▸ What you will do
The data below should be duplicated in full, unchanged.

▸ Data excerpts
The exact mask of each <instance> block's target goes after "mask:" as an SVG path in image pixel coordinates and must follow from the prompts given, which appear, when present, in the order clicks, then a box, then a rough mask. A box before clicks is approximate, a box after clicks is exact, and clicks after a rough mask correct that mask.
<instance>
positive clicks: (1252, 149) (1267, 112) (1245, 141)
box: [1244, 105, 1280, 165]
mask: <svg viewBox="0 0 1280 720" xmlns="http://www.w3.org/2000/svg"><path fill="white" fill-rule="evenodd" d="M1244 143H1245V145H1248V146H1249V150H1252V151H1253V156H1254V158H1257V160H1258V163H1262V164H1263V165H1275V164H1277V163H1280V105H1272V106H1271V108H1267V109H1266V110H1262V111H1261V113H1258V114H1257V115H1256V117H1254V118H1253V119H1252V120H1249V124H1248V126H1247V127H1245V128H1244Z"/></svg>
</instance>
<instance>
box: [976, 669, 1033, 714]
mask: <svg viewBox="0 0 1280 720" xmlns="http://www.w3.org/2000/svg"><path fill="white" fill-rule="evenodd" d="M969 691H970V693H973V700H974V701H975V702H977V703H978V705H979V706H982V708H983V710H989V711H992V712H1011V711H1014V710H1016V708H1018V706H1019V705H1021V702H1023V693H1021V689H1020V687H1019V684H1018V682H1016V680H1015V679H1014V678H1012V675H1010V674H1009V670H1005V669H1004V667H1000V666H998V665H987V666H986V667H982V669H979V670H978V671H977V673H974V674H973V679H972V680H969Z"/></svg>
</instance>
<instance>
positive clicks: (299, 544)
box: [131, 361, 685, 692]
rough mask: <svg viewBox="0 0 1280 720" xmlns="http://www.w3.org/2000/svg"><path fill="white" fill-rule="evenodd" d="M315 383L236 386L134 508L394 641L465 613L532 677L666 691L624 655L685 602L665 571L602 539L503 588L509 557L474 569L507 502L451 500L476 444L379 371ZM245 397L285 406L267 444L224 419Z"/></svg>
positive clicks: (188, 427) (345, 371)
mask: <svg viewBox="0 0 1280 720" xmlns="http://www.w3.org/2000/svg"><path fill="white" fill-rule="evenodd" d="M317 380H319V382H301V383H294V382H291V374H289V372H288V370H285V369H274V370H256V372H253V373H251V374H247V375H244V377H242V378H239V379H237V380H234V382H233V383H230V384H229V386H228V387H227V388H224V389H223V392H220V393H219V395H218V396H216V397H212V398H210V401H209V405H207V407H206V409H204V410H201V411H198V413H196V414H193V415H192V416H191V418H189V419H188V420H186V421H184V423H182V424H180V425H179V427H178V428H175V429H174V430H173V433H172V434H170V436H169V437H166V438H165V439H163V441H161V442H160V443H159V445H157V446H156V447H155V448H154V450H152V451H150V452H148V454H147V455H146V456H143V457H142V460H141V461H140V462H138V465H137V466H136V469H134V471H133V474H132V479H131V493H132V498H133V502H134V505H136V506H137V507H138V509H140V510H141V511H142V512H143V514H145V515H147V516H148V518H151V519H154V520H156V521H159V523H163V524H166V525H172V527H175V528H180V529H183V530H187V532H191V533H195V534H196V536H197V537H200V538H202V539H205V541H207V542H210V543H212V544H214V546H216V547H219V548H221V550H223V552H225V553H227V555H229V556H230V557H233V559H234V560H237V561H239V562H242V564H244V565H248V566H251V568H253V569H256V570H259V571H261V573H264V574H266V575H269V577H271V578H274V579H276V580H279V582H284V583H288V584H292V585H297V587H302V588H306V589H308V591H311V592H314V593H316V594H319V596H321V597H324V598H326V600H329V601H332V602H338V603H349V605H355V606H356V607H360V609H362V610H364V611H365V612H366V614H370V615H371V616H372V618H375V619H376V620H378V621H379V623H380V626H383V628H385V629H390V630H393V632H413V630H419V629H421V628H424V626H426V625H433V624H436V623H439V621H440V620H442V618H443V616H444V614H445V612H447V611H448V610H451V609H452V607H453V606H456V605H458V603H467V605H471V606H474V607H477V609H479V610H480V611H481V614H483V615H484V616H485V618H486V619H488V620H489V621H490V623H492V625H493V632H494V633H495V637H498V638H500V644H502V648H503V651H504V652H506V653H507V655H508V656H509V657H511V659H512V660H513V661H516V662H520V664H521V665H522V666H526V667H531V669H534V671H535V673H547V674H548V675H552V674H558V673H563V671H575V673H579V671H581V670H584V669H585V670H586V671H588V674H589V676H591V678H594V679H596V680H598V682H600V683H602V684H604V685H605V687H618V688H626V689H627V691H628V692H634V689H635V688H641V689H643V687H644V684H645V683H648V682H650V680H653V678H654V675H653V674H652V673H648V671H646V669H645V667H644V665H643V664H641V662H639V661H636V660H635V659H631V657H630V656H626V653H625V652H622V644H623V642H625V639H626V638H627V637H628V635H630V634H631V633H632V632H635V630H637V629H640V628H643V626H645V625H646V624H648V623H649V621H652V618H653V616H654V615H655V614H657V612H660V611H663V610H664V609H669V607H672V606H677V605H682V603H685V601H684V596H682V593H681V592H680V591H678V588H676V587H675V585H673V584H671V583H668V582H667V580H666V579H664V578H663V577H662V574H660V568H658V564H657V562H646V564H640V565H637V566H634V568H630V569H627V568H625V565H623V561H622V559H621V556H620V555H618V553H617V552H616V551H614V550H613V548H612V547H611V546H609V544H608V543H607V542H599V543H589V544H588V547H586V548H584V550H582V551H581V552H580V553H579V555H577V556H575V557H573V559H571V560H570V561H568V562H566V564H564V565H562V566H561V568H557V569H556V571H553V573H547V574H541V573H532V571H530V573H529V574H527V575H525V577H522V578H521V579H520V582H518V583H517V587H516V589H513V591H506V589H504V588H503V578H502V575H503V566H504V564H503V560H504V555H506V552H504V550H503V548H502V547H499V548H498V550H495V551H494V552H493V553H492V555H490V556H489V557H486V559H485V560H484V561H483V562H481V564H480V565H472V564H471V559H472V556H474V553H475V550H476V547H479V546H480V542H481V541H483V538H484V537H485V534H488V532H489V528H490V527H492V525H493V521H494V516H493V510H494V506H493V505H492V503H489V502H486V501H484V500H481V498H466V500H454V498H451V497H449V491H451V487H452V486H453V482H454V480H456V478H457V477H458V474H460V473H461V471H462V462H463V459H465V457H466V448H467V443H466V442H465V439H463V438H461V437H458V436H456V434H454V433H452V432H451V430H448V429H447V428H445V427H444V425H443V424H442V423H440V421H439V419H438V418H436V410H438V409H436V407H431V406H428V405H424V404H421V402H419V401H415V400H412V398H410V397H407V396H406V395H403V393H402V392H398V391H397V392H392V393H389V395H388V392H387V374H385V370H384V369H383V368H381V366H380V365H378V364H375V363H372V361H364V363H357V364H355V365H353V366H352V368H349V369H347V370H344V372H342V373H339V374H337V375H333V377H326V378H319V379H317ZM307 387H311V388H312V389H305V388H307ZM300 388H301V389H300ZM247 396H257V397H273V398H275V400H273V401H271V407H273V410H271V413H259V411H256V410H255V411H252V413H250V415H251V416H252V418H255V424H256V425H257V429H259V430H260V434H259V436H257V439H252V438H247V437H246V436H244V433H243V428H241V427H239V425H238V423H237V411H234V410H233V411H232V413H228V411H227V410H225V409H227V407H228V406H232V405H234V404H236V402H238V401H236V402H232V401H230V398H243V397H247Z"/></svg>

▸ Answer area
The exact mask of each <instance> block's target goes after "mask:" as an SVG path in image pixel coordinates and must follow from the prompts given, which appear, when present, in the order clicks, then a box, then a rough mask. A box before clicks is approximate, a box after clicks is exact, and clicks after a rough mask correct that mask.
<instance>
positive clicks: (1252, 149) (1267, 112) (1245, 141)
box: [1244, 105, 1280, 165]
mask: <svg viewBox="0 0 1280 720" xmlns="http://www.w3.org/2000/svg"><path fill="white" fill-rule="evenodd" d="M1244 143H1245V145H1248V146H1249V150H1252V151H1253V156H1254V158H1257V160H1258V163H1262V164H1263V165H1275V164H1277V163H1280V105H1272V106H1271V108H1267V109H1266V110H1262V111H1261V113H1258V114H1257V115H1256V117H1254V118H1253V119H1252V120H1249V124H1248V126H1247V127H1245V128H1244Z"/></svg>
</instance>
<instance>
box: [976, 669, 1033, 714]
mask: <svg viewBox="0 0 1280 720" xmlns="http://www.w3.org/2000/svg"><path fill="white" fill-rule="evenodd" d="M969 691H970V693H973V700H974V701H975V702H977V703H978V705H979V706H982V708H983V710H989V711H992V712H1011V711H1014V710H1016V708H1018V706H1019V705H1021V702H1023V693H1021V689H1020V687H1019V684H1018V682H1016V680H1015V679H1014V678H1012V675H1010V674H1009V670H1005V669H1004V667H1000V666H998V665H987V666H986V667H982V669H979V670H978V671H977V673H974V674H973V679H972V680H969Z"/></svg>
</instance>
<instance>
positive clicks: (299, 544)
box: [131, 361, 685, 692]
rough mask: <svg viewBox="0 0 1280 720" xmlns="http://www.w3.org/2000/svg"><path fill="white" fill-rule="evenodd" d="M315 383L236 386L134 508L394 641L465 613L532 677L666 691L624 655L685 602L665 571L602 539L503 588L509 557L474 569L507 502L451 500L476 444L379 371ZM245 397L285 406L267 444L224 419Z"/></svg>
positive clicks: (188, 427) (345, 371)
mask: <svg viewBox="0 0 1280 720" xmlns="http://www.w3.org/2000/svg"><path fill="white" fill-rule="evenodd" d="M317 380H319V382H301V383H294V382H291V374H289V372H288V370H285V369H274V370H256V372H253V373H251V374H247V375H244V377H242V378H239V379H237V380H234V382H233V383H230V384H229V386H228V387H227V388H224V389H223V392H220V393H219V395H218V396H216V397H212V398H210V401H209V405H207V407H206V409H204V410H201V411H198V413H196V414H193V415H192V416H191V418H189V419H188V420H186V421H184V423H182V424H180V425H179V427H178V428H175V429H174V430H173V433H172V434H170V436H169V437H166V438H165V439H163V441H161V442H160V443H159V445H157V446H156V447H155V448H154V450H152V451H150V452H148V454H147V455H146V456H143V457H142V460H141V461H140V462H138V465H137V466H136V469H134V471H133V474H132V479H131V493H132V498H133V502H134V505H136V506H137V507H138V509H140V510H141V511H142V512H143V514H145V515H147V516H148V518H151V519H154V520H156V521H159V523H163V524H166V525H172V527H175V528H180V529H183V530H187V532H191V533H195V534H196V536H197V537H200V538H202V539H205V541H207V542H210V543H212V544H214V546H216V547H219V548H221V550H223V552H225V553H227V555H229V556H230V557H233V559H234V560H237V561H239V562H242V564H244V565H248V566H251V568H253V569H256V570H259V571H261V573H264V574H266V575H269V577H271V578H274V579H276V580H279V582H284V583H288V584H292V585H297V587H302V588H306V589H308V591H311V592H314V593H316V594H319V596H321V597H324V598H326V600H329V601H332V602H338V603H349V605H355V606H356V607H360V609H362V610H364V611H365V612H366V614H370V615H371V616H372V618H375V619H376V620H378V621H379V623H380V626H383V628H385V629H390V630H393V632H413V630H419V629H421V628H424V626H426V625H433V624H436V623H439V621H440V620H442V618H443V616H444V614H445V612H447V611H448V610H451V609H452V607H453V606H456V605H458V603H467V605H471V606H474V607H477V609H479V610H480V611H481V614H483V615H484V616H485V618H486V619H488V620H489V621H490V623H492V625H493V632H494V633H495V637H498V638H500V644H502V648H503V651H504V652H506V653H507V655H508V656H509V657H511V659H512V660H513V661H516V662H520V664H521V665H522V666H526V667H531V669H534V671H535V673H547V674H548V675H552V674H558V673H563V671H575V673H579V671H581V670H584V669H585V670H586V671H588V674H589V676H591V678H594V679H596V680H598V682H600V683H602V684H604V685H605V687H618V688H626V689H627V691H628V692H634V689H635V688H641V689H643V687H644V684H645V683H648V682H650V680H653V678H654V675H653V674H652V673H648V671H646V669H645V667H644V665H643V664H641V662H639V661H636V660H635V659H631V657H630V656H626V653H625V652H622V644H623V642H625V639H626V638H627V637H628V635H630V634H631V633H632V632H635V630H637V629H640V628H643V626H645V625H646V624H648V623H649V621H652V618H653V616H654V615H655V614H657V612H660V611H663V610H664V609H669V607H672V606H677V605H682V603H685V601H684V596H682V593H681V592H680V591H678V588H676V587H675V585H673V584H671V583H668V582H667V580H666V579H664V578H663V577H662V574H660V568H658V564H657V562H646V564H640V565H637V566H634V568H630V569H627V568H625V565H623V561H622V559H621V556H620V555H618V553H617V552H616V551H614V550H613V548H612V547H611V546H609V544H608V543H607V542H599V543H589V544H588V547H586V548H584V550H582V551H581V552H580V553H579V555H577V556H575V557H573V559H571V560H570V561H568V562H566V564H564V565H562V566H561V568H557V569H556V571H553V573H547V574H541V573H532V571H530V573H529V574H527V575H525V577H522V578H521V579H520V582H518V583H517V587H516V589H513V591H506V589H504V588H503V578H502V575H503V566H504V564H503V560H504V555H506V552H504V550H503V548H502V547H499V548H498V550H495V551H494V552H493V553H492V555H490V556H489V557H486V559H485V560H484V561H483V562H481V564H480V565H472V564H471V559H472V556H474V553H475V550H476V547H479V546H480V542H481V541H483V538H484V537H485V534H488V532H489V528H490V527H492V525H493V521H494V516H493V510H494V506H493V505H492V503H489V502H486V501H484V500H481V498H466V500H454V498H451V497H449V491H451V487H452V486H453V482H454V480H456V478H457V477H458V474H460V473H461V471H462V462H463V459H465V457H466V448H467V443H466V442H465V439H463V438H461V437H458V436H456V434H454V433H452V432H451V430H448V429H447V428H445V427H444V425H443V424H442V423H440V421H439V419H438V418H436V410H438V409H436V407H431V406H428V405H424V404H421V402H419V401H415V400H412V398H410V397H407V396H406V395H403V393H402V392H398V391H397V392H392V393H389V395H388V392H387V374H385V370H384V369H383V368H381V366H380V365H378V364H375V363H372V361H364V363H357V364H355V365H353V366H352V368H349V369H347V370H344V372H342V373H339V374H337V375H333V377H326V378H319V379H317ZM307 387H311V388H312V389H305V388H307ZM300 388H301V389H300ZM247 396H257V397H273V398H275V400H273V401H271V407H273V410H271V413H259V411H256V410H255V411H252V413H250V415H251V416H252V418H255V424H256V425H257V429H259V430H260V434H259V436H257V439H252V438H247V437H246V436H244V433H243V428H241V427H239V425H238V423H237V411H234V410H233V411H232V413H228V411H227V410H225V409H227V407H228V406H232V405H234V404H236V402H238V401H236V402H232V401H230V398H243V397H247Z"/></svg>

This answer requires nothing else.